Texte à lire >>
* * *
Crise économique, où va-t-on ? Conversation avec Jayati Gosh, université de nouvelle Delhi et université de Cambridge.

Conversation avec Jayati Gosh, économiste, professeur à l’université Jawaharlal Nehru de nouvelle Delhi et à l’université de Cambridge. Autrice de nombreux essais sur le développement et sur les interdépendances économiques entre les Pays de la communauté internationale dont nous rappelons «Crisis and conquest : learning from East Asia », 2001; «The market that failed : a decade of neoliberal economic reform in India », 2002. La conversation avec Jayati Gosh a eu lieu à Rimini pendant la 42e édition des journées internationales d’étude de la Fondation Pio Manzù en cours à Rimini du 21/23 octobre 2011.

Antonio Torrenzano. J’aimerais commencer cette conversation en dialoguant avec vous sur cette longue période de crise économique de l’année 2008 à aujourd’hui. Pourquoi le système a-t-il perdu l’ancienne valeur d’une équitable redistribution de la richesse pour tous ?

Jayati Gosh. Tout le monde sait désormais que la crise financière du 2008 reposait sur des pratiques spéculatives rendues possibles et encouragées par la déréglementation du secteur financier, et qu’il n’était pas durable. Il est désormais unanimement reconnu qui est nécessaire de réformer le système financier international. Ce système s’est montré incapable de respecter deux règles élémentaires : prévenir l’instabilité et les crises, et assurer le transfert des ressources des économies les plus riches vers les plus pauvres. Le système a encouragé encore un comportement d’instabilité, c’est-à-dire l’accentuation non nécessaire des fluctuations dans les économies nationales. Il a fait de la finance un secteur opaque et impossible à réglementer. Il a encouragé les bulles et la ferveur spéculatives. Le système n’a pas produit de véritables investissements productifs au profit de la croissance future. Il a permis la prolifération des transactions parallèles par le biais des paradis fiscaux et de vérifications nationales peu sévères. En outre, il a affaibli le rôle d’un outil essentiel au développement économique : le crédit dirigé qui permet d’allouer une partie du prêt à des secteurs spécifiques de l’économie. Malheureusement, tout porte à croire que ce sont ceux qui n’ont rien gagné qui devront payer pour réparer les erreurs d’un système financier irresponsable et dérèglementé.

Antonio Torrenzano. L’échec des marchés dans le secteur financier a eu d’importantes externalités sur la production et l’emploi. Il est clair encore que revenir au statu quo ante sera impossible. D’une certaine façon – soutient l’économiste français Patrick Viveret – c’est qui arrive avec la crise n’est que la manifestation de grandes vagues de mutation nées après la chute du mur de Berlin en 1989. La première vague de mutation par exemple pourrait être caractérisée par la non-soutenabilité de ce qu’on pourrait appeler le modèle « dérégulation, compétition à outrance, délocalisation ».
* * *
Consigne A >> Filtrez les entrées et recopiez chaque ligne qui contient le mot « windshield », en respectant la casse.
Consigne B >> Reprenez l'entretien sur la crise économique et prolongez-le à la suite de sa dernière phrase.

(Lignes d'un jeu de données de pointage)
* * *
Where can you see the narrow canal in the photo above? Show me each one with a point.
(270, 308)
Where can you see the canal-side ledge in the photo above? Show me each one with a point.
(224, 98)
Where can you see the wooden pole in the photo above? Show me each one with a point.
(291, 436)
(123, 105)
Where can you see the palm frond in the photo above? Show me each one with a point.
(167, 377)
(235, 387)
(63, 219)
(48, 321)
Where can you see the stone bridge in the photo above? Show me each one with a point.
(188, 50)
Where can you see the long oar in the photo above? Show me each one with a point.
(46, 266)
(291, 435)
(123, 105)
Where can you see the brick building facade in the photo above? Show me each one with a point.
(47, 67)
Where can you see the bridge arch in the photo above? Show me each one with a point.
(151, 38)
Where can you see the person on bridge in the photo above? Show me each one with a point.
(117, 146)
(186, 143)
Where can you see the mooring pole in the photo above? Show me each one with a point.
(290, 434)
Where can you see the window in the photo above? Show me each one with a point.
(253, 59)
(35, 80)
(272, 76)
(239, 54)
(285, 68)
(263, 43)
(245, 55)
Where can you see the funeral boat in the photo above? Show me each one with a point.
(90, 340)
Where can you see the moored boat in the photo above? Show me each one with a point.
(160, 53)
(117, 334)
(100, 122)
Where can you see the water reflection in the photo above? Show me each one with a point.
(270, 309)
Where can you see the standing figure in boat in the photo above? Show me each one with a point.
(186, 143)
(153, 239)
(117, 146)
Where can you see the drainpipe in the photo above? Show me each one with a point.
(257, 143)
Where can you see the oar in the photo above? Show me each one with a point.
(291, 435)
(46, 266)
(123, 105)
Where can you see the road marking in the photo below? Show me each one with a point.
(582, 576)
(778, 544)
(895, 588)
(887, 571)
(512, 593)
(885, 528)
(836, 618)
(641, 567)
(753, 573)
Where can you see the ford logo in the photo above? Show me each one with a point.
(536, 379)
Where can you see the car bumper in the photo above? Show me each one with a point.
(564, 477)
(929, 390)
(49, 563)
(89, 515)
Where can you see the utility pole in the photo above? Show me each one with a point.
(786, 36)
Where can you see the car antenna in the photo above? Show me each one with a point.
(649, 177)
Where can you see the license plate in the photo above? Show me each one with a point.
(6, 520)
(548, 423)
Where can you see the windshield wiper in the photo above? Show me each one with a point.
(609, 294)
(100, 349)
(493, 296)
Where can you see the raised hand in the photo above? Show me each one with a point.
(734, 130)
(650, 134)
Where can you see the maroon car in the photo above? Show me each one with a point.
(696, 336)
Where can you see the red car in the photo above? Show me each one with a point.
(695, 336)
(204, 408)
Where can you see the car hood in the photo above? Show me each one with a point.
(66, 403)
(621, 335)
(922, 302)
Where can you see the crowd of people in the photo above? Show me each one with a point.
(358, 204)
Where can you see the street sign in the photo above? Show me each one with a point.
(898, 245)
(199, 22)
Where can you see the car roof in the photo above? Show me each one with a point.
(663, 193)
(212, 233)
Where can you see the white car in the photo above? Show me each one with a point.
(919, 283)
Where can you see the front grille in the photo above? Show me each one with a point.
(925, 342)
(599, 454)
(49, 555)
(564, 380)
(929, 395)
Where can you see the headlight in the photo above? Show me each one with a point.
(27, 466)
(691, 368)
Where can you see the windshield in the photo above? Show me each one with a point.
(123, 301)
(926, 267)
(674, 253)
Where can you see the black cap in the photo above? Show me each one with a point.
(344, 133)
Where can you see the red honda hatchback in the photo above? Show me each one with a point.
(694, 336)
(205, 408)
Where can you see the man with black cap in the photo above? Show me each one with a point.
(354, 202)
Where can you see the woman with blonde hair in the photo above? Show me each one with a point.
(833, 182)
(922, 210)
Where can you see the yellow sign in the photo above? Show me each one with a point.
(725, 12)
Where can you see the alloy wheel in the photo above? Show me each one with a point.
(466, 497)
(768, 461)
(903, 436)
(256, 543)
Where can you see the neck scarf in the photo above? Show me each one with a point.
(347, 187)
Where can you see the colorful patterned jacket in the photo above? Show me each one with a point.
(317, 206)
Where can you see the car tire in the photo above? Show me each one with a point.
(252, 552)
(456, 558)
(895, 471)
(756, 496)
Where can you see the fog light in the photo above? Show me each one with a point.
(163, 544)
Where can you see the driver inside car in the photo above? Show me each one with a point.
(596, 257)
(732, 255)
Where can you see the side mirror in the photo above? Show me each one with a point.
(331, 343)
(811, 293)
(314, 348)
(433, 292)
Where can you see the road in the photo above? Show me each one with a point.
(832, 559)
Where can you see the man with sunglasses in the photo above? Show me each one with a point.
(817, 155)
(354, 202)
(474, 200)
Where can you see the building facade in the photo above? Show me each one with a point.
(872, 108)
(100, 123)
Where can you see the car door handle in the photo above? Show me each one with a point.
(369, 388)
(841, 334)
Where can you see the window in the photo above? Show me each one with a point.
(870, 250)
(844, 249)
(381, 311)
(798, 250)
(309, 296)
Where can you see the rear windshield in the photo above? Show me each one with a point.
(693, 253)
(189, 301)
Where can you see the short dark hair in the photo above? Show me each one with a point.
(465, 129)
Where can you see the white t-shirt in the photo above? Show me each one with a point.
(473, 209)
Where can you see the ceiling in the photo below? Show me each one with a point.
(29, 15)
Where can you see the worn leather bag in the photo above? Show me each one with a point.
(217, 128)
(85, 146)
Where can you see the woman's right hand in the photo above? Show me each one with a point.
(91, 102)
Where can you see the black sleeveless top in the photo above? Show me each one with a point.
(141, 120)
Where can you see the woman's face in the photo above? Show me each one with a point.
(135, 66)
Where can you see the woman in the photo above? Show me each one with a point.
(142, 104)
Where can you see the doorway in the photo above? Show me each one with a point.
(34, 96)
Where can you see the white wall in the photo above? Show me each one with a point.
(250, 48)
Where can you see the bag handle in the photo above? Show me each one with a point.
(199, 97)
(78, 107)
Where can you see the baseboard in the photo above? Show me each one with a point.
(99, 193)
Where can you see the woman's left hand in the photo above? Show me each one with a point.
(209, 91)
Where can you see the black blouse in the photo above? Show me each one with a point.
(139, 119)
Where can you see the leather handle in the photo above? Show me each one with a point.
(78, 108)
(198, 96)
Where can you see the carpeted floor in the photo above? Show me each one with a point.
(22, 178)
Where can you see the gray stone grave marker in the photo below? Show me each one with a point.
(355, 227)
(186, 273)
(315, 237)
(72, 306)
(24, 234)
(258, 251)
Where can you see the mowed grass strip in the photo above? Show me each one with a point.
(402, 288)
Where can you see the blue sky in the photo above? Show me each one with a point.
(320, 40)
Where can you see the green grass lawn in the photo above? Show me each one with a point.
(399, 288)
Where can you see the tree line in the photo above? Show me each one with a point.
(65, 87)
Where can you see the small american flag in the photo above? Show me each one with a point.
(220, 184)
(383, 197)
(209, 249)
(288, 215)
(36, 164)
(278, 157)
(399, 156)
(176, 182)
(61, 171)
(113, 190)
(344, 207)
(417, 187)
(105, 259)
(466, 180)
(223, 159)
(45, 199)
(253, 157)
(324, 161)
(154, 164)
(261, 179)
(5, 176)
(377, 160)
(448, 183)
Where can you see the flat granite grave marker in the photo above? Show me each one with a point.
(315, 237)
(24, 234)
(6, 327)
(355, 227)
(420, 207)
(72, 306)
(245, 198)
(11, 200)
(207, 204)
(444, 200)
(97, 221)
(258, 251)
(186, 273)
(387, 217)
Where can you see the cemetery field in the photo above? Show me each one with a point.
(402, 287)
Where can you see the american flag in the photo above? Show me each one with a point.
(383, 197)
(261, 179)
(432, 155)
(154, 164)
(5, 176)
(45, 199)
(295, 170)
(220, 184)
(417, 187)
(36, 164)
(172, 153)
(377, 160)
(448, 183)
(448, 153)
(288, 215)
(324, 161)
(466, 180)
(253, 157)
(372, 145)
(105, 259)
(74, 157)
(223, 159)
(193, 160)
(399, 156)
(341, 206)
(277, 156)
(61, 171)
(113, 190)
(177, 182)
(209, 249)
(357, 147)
* * *
Réponse écrite A >>
Where can you see the windshield wiper in the photo above? Show me each one with a point.
Where can you see the windshield in the photo above? Show me each one with a point.
Where can you see the rear windshield in the photo above? Show me each one with a point.

Réponse écrite B >>
Jayati Gosh. La restructuration de l’ordre mondial devra reposer sur des efforts robustes en vue de réduire les inégalités économiques tant entre les pays de toute la communauté internationale, qu’au rang national. Les limites « acceptables » en termes d’inégalités ont été largement dépassées dans la plupart des sociétés et les politiques futures devront inverser cette tendance. Il est indispensable de tenir compte sur les plans mondial et national de la nécessité de réduire les inégalités de revenus et de richesses, mais aussi, et surtout, à la hauteur de la consommation des ressources naturelles. Millions de personnes dans les pays du sud, ils continuent d’être privés d’un accès suffisant ou approprié aux conditions les plus élémentaires d’une vie décente, notamment à un niveau minimal de santé, d’éducation et d’infrastructures, transports et moyens de communication. Il faut édifier un nouveau cadre économique international pour soutenir ces efforts.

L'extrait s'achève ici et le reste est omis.